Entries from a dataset
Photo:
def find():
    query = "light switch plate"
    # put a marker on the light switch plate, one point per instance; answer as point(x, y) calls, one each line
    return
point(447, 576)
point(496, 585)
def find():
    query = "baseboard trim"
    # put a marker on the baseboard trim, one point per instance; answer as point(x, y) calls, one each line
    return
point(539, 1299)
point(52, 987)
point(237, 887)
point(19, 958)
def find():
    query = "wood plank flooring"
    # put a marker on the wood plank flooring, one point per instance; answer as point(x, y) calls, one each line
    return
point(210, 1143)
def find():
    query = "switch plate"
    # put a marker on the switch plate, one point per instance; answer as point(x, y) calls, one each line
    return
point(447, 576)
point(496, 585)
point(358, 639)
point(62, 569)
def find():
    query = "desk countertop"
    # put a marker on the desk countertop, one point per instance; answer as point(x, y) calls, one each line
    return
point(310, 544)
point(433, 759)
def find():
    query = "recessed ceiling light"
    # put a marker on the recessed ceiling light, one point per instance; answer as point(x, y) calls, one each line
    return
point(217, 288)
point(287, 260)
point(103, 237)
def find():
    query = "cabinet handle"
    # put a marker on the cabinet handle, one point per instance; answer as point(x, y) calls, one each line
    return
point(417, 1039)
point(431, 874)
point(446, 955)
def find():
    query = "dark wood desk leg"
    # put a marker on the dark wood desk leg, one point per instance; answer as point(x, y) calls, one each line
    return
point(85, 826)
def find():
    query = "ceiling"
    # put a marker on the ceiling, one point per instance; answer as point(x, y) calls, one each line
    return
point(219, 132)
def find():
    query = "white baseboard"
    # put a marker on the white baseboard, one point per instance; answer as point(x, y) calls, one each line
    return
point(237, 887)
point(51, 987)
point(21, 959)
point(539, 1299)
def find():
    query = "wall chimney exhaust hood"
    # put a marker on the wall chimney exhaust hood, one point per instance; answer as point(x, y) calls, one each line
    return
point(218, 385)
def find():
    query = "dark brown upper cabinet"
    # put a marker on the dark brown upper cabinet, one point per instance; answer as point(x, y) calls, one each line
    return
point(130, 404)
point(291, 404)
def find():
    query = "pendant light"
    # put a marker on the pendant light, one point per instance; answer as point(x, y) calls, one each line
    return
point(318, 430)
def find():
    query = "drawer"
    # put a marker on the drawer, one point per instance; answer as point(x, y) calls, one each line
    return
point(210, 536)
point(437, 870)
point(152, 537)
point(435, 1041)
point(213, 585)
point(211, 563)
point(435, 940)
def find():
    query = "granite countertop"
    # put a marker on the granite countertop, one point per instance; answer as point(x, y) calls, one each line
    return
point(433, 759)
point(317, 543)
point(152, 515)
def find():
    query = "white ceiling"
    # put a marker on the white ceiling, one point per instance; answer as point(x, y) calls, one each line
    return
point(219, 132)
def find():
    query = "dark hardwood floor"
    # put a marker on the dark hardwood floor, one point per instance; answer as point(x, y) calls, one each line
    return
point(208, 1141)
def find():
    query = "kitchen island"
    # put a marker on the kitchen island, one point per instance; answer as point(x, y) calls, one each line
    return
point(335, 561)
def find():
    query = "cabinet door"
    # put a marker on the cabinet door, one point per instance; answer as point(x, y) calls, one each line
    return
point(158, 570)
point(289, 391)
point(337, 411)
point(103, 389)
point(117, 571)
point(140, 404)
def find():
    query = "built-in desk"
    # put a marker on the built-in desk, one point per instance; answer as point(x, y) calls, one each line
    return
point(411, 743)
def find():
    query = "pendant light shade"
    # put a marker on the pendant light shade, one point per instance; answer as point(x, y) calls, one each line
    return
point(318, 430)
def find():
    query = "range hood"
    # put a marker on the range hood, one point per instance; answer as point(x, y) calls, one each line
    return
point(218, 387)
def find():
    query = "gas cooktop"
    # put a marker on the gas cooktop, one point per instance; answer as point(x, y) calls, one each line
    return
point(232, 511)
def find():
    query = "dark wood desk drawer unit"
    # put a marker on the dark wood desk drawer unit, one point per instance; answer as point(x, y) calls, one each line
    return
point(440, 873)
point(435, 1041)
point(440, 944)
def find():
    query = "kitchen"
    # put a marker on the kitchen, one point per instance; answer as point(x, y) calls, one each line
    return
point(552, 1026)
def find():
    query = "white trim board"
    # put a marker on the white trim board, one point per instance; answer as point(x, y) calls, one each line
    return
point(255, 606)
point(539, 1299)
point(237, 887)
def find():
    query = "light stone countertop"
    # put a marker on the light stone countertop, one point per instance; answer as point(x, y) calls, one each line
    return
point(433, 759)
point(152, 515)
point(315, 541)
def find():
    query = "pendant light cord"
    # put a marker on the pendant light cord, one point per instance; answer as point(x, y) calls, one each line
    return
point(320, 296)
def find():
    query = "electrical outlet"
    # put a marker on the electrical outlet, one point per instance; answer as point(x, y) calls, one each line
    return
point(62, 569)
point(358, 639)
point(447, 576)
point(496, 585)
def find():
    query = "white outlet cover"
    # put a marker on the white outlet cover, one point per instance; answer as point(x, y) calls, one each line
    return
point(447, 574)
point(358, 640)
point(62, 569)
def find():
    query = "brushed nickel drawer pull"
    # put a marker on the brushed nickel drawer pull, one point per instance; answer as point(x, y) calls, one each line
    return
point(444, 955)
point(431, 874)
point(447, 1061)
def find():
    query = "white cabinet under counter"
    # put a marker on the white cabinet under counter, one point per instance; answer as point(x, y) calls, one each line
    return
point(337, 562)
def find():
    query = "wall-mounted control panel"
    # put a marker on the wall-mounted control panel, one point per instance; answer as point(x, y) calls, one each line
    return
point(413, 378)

Short exercise
Write out the listing again, changing every "put a marker on" to "place a dot on" and leaving everything else unchanged.

Response to this task
Photo:
def find():
    query = "light switch plate"
    # place a dot on the light switch plate, one point per instance; answer as point(x, y) calls, one each line
    return
point(447, 576)
point(496, 585)
def find():
    query = "baseboard trim"
    # place a dot on the baseboard trim, one point per instance; answer as point(x, y) calls, one each line
    return
point(539, 1299)
point(52, 987)
point(237, 887)
point(19, 958)
def find():
    query = "wood plank flooring"
    # place a dot on the wood plank flooring, one point per instance; answer as point(x, y) calls, one each line
    return
point(210, 1143)
def find():
    query = "switch plate"
    # place a dot on the switch plate, one point per instance; answer as point(x, y) calls, one each line
    return
point(447, 576)
point(496, 585)
point(358, 639)
point(62, 569)
def find():
    query = "desk countertop"
    # place a dot on the desk countertop, one point per instance; answer as point(x, y) calls, one each line
    return
point(310, 544)
point(433, 759)
def find():
    query = "recessed ceiling light"
    # place a dot on the recessed ceiling light, one point per instance; answer as point(x, y) calls, one each line
    return
point(217, 288)
point(287, 260)
point(103, 237)
def find():
    query = "cabinet handle"
    # place a dot on the cabinet handle, one point per instance; answer as point(x, y) calls, one each line
    return
point(417, 1039)
point(431, 874)
point(446, 955)
def find():
    query = "dark wood desk leg"
    # place a dot on the dark wood desk leg, one point per instance; answer as point(x, y) calls, one each line
    return
point(85, 826)
def find():
    query = "ceiling"
    # place a dot on the ceiling, one point per instance; answer as point(x, y) calls, one each line
    return
point(219, 132)
def find():
    query = "white baseboard"
    # place a dot on the white baseboard, one point per instance; answer as point(x, y) calls, one each line
    return
point(237, 887)
point(51, 987)
point(21, 959)
point(539, 1299)
def find():
    query = "wall chimney exhaust hood"
    # place a dot on the wall chimney exhaust hood, one point per instance; answer as point(x, y) calls, one each line
    return
point(218, 385)
def find():
    query = "dark brown upper cabinet"
    # place a dot on the dark brown upper cabinet, one point per instance; answer as point(x, y) calls, one each line
    return
point(130, 404)
point(291, 404)
def find():
    query = "pendant light"
    # place a dot on the pendant light, one point per instance; answer as point(x, y) calls, one each line
    return
point(318, 430)
def find():
    query = "drawer"
    # place a dot on the drawer, one point per instance; answer as point(x, y) calls, one each line
    return
point(210, 536)
point(437, 870)
point(152, 537)
point(435, 1041)
point(213, 585)
point(211, 563)
point(435, 940)
def find():
    query = "granite countertop"
    # place a dot on the granite countertop, one point per instance; answer as point(x, y) calls, one each line
    return
point(433, 759)
point(317, 543)
point(152, 515)
def find():
    query = "white ceiling"
    # place a dot on the white ceiling, one point per instance; answer as point(x, y) calls, one each line
    return
point(219, 132)
def find():
    query = "dark hardwood floor"
    # place a dot on the dark hardwood floor, one point per instance; answer as point(x, y) calls, one each line
    return
point(208, 1141)
def find():
    query = "kitchen island"
    # place a dot on the kitchen island, one point per instance; answer as point(x, y) calls, one each line
    return
point(335, 561)
def find():
    query = "cabinet door"
    # place a dot on the cabinet door, one point per instance; answer as point(x, y) calls, one each line
    return
point(158, 570)
point(289, 391)
point(337, 411)
point(103, 389)
point(117, 571)
point(140, 404)
def find():
    query = "built-in desk"
    # place a dot on the built-in desk, one point per instance; answer as point(x, y) calls, one each line
    return
point(411, 743)
def find():
    query = "pendant light shade"
    # place a dot on the pendant light shade, one point per instance; answer as point(x, y) calls, one each line
    return
point(318, 430)
def find():
    query = "range hood"
    # place a dot on the range hood, one point per instance; answer as point(x, y) calls, one each line
    return
point(218, 387)
def find():
    query = "gas cooktop"
    # place a dot on the gas cooktop, one point per instance; answer as point(x, y) calls, one each line
    return
point(232, 511)
def find():
    query = "dark wood desk drawer unit"
    # place a dot on the dark wood desk drawer unit, one point per instance; answer as point(x, y) calls, one each line
    return
point(440, 873)
point(435, 1041)
point(440, 944)
def find():
    query = "kitchen"
    # place a dot on the kitchen, one point per instance; answer as point(x, y) calls, one each line
    return
point(552, 1026)
def find():
    query = "white trim board"
    # place a dot on the white trim board, one point per instance; answer as point(x, y) calls, one each line
    return
point(255, 606)
point(539, 1299)
point(237, 887)
def find():
    query = "light stone countertop"
    # place a dot on the light stone countertop, one point per instance; answer as point(x, y) calls, one each line
    return
point(433, 759)
point(152, 515)
point(315, 541)
def find():
    query = "pendant light cord"
    # place a dot on the pendant light cord, one point per instance; answer as point(x, y) calls, one each line
    return
point(320, 296)
def find():
    query = "electrical outlet"
    # place a dot on the electrical outlet, one point per instance; answer as point(x, y) calls, one each line
    return
point(62, 569)
point(358, 639)
point(447, 576)
point(496, 585)
def find():
    query = "white outlet cover"
    # place a dot on the white outlet cover, one point per instance; answer as point(x, y) calls, one each line
    return
point(447, 574)
point(358, 640)
point(62, 569)
def find():
    query = "brushed nickel drawer pull"
    # place a dot on the brushed nickel drawer pull, one point per instance; answer as point(x, y) calls, one each line
    return
point(444, 955)
point(431, 874)
point(447, 1061)
def find():
    query = "white cabinet under counter"
    # place a dot on the white cabinet under counter, one point per instance; answer as point(x, y) calls, one each line
    return
point(337, 562)
def find():
    query = "wall-mounted control panel"
    # place a dot on the wall-mounted control panel, one point per instance; answer as point(x, y) calls, one each line
    return
point(413, 378)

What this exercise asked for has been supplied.